> Questions
**1.** Answer these from the Focal Charge Compensation article:
(a) With which center did ZEISS collaborate on the new module?
(b) Which gas is guided through the needle onto the block face surface?
(c) What does the needle do during the cutting cycle?
**2.** Please translate this sentence from the Focal Charge Compensation article into Spanish: "Decreasing beam exposure time ensures fast acquisition rates and guards against sample damage."
**3.** Write the next part of the Focal Charge Compensation article, picking up after its final sentence.

New Focal Charge Compensation mode improves image quality of ZEISS field emission scanning electron microscopes
Now enabling fast acquisition rates and minimal sample damage for high resolution 3D block face imaging of biological samples
In collaboration with the National Center for Microscopy and Imaging Research (NCMIR) at the University of California San Diego, ZEISS releases a new Focal Charge Compensation module for block face imaging with ZEISS GeminiSEM and 3View® from Gatan, Inc. Focal Charge Compensation expands versatility and considerably increases data quality without prolonging acquisition times. It enables easy imaging of even the most charge prone samples. Resin embedded tissues and cells can now be imaged without charging artifacts, while the pixel dwell time is reduced. Decreasing beam exposure time ensures fast acquisition rates and guards against sample damage. This is key to acquire reliable and reproducible 3D data.
Focal Charge Compensation will breathe new life into block face scanning electron microscopy by allowing high quality imaging of previously intractable specimens, including legacy samples prepared with traditional electron microscopy stains. Professor Mark H. Ellisman, Director of NCMI
Preventing charging effects in block face imaging
3View® from Gatan, Inc. elimnates specimen charging by using a gas injection system. It consists of a tiny capillary needle, which is precisely located above the sample. Nitrogen is guided through this needle directly onto the block face surface while the chamber is maintained under high vacuum. This eliminates charging without degrading image quality. The needle retracts automatically during the cutting cycle so the workflow is uninterrupted and high acquisition rates are maintained.

(Referring expression pointing data)

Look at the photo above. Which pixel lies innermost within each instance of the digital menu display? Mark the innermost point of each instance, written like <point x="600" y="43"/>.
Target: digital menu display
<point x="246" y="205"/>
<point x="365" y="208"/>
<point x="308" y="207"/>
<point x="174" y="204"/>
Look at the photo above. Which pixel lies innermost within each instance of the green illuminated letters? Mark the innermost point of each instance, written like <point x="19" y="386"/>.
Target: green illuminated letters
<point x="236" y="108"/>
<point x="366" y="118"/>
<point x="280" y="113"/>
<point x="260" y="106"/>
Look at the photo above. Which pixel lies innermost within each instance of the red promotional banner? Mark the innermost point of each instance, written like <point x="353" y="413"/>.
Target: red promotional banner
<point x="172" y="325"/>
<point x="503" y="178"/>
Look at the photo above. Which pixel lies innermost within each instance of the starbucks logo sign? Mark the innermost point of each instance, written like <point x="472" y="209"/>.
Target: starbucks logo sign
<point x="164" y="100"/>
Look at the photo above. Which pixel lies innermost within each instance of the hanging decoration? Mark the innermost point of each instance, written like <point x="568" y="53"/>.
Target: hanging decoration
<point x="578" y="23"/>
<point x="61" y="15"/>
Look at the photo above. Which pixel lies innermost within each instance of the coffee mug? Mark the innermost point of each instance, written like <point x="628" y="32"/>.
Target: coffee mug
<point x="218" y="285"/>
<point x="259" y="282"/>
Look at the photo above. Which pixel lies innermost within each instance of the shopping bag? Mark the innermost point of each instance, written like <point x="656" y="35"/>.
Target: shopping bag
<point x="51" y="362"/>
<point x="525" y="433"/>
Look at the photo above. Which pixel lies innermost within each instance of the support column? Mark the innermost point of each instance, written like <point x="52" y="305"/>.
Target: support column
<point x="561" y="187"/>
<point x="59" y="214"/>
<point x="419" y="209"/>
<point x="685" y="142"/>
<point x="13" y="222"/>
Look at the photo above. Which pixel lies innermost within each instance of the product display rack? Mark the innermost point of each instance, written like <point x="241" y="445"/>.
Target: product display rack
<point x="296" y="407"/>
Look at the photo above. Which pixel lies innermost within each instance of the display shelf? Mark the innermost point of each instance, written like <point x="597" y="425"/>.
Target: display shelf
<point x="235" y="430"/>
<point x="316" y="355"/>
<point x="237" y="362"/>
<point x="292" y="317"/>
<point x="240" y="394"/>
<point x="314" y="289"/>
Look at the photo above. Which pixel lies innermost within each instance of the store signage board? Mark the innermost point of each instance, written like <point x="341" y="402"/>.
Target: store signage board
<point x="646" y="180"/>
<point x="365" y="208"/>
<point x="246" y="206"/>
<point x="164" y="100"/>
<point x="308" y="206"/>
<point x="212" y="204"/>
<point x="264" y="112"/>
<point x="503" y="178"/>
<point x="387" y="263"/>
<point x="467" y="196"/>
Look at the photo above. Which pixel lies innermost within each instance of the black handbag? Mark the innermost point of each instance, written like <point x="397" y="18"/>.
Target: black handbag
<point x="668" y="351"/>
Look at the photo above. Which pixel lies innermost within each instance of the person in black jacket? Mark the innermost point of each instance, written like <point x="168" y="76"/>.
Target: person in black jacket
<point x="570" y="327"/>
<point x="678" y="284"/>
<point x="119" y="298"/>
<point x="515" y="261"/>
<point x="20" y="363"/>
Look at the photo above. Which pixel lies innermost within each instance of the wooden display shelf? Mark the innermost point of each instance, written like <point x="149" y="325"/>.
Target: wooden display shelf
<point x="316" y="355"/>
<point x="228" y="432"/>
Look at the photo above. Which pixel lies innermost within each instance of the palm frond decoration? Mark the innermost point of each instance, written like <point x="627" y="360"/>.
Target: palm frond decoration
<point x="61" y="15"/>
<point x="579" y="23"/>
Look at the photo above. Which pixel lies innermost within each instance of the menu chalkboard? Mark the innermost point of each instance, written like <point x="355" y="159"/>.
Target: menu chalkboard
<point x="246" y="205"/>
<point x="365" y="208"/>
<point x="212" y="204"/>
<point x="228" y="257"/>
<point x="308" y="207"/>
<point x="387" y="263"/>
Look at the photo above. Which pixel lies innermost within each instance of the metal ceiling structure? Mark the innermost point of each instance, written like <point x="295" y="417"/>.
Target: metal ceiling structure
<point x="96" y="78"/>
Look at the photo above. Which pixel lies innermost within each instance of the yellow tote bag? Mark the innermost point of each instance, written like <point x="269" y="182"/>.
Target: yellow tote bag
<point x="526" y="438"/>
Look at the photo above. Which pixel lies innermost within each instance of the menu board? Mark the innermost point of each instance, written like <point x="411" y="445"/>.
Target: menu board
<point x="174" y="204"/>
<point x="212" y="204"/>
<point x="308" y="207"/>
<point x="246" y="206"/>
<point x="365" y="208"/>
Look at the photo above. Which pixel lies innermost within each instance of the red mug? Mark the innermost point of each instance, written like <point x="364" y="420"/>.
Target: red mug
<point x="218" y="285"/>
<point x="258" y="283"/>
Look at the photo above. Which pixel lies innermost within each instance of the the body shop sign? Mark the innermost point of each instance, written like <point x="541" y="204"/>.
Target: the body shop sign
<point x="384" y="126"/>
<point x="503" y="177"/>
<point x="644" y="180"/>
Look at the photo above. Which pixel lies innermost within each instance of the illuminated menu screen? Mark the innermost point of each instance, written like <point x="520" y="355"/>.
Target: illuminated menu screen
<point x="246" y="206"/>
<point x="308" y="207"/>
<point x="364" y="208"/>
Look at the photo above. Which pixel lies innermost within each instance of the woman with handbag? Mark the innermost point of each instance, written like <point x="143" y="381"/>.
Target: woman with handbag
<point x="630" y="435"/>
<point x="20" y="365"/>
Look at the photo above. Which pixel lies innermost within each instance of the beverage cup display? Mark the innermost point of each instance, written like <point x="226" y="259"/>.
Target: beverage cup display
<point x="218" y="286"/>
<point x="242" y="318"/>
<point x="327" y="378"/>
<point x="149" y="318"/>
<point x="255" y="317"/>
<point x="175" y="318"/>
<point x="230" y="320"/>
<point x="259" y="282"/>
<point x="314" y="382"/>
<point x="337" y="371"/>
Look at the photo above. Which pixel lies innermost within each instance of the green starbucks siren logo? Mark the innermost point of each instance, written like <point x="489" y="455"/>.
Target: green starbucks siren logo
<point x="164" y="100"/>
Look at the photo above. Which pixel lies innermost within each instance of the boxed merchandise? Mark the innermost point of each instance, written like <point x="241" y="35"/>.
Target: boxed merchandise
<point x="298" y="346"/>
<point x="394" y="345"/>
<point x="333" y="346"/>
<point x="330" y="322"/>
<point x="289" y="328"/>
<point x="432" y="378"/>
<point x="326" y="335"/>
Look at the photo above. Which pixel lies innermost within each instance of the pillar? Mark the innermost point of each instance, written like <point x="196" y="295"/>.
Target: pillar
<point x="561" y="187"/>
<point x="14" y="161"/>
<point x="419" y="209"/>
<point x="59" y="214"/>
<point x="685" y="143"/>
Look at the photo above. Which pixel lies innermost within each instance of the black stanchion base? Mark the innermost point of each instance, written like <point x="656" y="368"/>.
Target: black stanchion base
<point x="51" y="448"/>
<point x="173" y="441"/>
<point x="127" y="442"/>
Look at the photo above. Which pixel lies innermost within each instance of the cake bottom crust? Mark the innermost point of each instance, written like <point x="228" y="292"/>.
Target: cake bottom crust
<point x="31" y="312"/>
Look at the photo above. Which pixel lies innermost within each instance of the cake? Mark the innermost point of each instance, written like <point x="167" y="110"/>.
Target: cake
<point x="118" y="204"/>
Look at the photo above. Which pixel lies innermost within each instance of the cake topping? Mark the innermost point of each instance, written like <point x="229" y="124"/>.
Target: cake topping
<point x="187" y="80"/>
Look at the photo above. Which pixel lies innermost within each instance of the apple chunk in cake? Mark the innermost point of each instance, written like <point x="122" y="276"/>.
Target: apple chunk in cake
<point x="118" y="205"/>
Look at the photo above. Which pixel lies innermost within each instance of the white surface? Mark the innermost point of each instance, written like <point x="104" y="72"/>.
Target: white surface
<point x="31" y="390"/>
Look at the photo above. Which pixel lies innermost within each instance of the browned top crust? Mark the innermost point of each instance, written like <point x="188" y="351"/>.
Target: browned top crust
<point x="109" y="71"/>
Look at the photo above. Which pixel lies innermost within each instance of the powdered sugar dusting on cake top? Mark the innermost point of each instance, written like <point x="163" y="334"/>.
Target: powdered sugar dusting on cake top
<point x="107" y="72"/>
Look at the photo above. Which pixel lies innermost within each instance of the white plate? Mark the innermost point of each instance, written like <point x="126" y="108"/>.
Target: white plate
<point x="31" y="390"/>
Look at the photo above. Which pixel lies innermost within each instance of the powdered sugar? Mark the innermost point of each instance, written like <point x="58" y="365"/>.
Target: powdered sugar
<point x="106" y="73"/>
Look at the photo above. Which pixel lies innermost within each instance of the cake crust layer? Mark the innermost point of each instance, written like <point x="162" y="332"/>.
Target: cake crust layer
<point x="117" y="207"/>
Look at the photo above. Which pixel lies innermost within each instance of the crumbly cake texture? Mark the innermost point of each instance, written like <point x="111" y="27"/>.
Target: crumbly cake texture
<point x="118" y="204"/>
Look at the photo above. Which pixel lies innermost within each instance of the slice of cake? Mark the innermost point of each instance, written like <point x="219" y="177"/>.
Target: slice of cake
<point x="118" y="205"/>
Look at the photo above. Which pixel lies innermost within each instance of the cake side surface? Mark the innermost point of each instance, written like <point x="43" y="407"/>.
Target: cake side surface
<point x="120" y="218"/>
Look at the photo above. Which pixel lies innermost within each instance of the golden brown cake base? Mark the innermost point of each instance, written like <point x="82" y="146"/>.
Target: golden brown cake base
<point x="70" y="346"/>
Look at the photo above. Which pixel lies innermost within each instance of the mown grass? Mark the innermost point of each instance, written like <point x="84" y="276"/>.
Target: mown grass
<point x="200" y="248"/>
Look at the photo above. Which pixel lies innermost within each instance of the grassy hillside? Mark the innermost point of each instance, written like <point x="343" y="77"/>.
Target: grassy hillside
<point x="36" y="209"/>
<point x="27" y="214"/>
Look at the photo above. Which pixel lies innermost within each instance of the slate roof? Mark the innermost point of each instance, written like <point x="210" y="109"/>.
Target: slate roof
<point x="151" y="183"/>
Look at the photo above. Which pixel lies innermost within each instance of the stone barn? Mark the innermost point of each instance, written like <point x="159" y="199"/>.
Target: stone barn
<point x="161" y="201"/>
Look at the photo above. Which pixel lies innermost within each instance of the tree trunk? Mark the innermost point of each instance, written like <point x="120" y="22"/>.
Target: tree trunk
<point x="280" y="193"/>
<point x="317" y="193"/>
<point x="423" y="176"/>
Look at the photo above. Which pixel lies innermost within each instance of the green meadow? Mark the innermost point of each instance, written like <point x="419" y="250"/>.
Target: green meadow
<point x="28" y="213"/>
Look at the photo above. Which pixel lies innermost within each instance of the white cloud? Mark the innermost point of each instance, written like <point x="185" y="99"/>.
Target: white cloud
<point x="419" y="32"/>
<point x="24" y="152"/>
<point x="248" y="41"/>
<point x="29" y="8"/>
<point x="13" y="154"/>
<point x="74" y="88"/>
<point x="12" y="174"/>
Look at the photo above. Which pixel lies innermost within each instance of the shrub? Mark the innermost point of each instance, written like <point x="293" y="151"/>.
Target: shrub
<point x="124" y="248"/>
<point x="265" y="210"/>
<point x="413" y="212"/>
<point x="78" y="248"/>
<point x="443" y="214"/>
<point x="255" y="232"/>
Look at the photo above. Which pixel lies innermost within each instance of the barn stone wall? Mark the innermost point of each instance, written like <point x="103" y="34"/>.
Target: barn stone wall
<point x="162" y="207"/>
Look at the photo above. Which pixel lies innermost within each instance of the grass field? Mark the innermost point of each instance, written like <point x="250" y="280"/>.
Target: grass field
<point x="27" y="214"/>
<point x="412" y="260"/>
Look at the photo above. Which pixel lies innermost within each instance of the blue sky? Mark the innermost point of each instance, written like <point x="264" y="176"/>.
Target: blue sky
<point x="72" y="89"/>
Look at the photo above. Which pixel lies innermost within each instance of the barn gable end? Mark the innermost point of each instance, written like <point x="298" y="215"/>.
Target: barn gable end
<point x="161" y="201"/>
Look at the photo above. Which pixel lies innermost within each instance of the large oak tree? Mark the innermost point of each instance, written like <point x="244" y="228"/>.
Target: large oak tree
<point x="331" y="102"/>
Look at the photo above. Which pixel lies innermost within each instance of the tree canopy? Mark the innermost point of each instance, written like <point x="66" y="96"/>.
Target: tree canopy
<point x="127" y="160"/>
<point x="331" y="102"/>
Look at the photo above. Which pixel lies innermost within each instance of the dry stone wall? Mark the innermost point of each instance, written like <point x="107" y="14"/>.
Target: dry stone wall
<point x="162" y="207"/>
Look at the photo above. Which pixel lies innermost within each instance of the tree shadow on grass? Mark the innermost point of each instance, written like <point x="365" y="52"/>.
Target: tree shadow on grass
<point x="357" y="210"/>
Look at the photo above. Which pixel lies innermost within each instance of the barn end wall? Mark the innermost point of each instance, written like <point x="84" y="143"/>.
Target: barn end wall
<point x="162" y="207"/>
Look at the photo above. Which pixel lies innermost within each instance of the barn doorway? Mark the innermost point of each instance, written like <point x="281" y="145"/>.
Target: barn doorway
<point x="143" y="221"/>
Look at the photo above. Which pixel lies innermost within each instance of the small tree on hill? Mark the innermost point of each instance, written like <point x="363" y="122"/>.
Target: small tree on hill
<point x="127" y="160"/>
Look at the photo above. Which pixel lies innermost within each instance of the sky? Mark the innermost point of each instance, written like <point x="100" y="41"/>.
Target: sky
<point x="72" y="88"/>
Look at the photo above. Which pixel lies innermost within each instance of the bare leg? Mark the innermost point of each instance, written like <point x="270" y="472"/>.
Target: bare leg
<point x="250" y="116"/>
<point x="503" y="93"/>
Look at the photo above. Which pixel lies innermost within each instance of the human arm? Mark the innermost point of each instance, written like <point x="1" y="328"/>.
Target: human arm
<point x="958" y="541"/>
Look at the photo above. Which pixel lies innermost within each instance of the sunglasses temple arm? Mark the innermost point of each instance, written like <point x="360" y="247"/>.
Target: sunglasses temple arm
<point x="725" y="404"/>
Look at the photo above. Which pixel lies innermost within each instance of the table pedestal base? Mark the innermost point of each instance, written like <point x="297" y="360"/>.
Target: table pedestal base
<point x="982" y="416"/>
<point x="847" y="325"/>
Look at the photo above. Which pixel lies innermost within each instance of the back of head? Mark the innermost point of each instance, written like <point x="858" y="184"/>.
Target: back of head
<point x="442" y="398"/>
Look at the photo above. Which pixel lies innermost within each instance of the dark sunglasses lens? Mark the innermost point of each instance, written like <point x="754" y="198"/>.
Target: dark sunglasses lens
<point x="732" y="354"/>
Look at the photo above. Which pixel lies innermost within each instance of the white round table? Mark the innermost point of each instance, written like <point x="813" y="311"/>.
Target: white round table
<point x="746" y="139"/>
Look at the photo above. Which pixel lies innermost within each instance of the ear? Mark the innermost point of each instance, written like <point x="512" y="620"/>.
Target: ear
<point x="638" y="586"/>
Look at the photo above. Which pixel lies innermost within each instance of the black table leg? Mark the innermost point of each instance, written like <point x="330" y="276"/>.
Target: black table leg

> Outputs in order
**1.**
(a) The National Center for Microscopy and Imaging Research (NCMIR) at the University of California San Diego
(b) Nitrogen
(c) It retracts automatically.

**2.** Reducir el tiempo de exposición al haz garantiza velocidades de adquisición rápidas y protege contra el daño a la muestra.

**3.**
Producing thousands of serial images in a single day
The 3View® system consists of an ultramicrotome, which is integrated directly into the vacuum chamber of the ZEISS Sigma and ZEISS GeminiSEM field emission scanning electron microscopes. It enables automated serial block face imaging of embedded samples (e.g. cells or tissue) with a slice thickness down to 15 nanometers. The sample is continuously cut and imaged, and a three-dimensional rendering of the sample with nanometer-scale resolution is then reconstructed.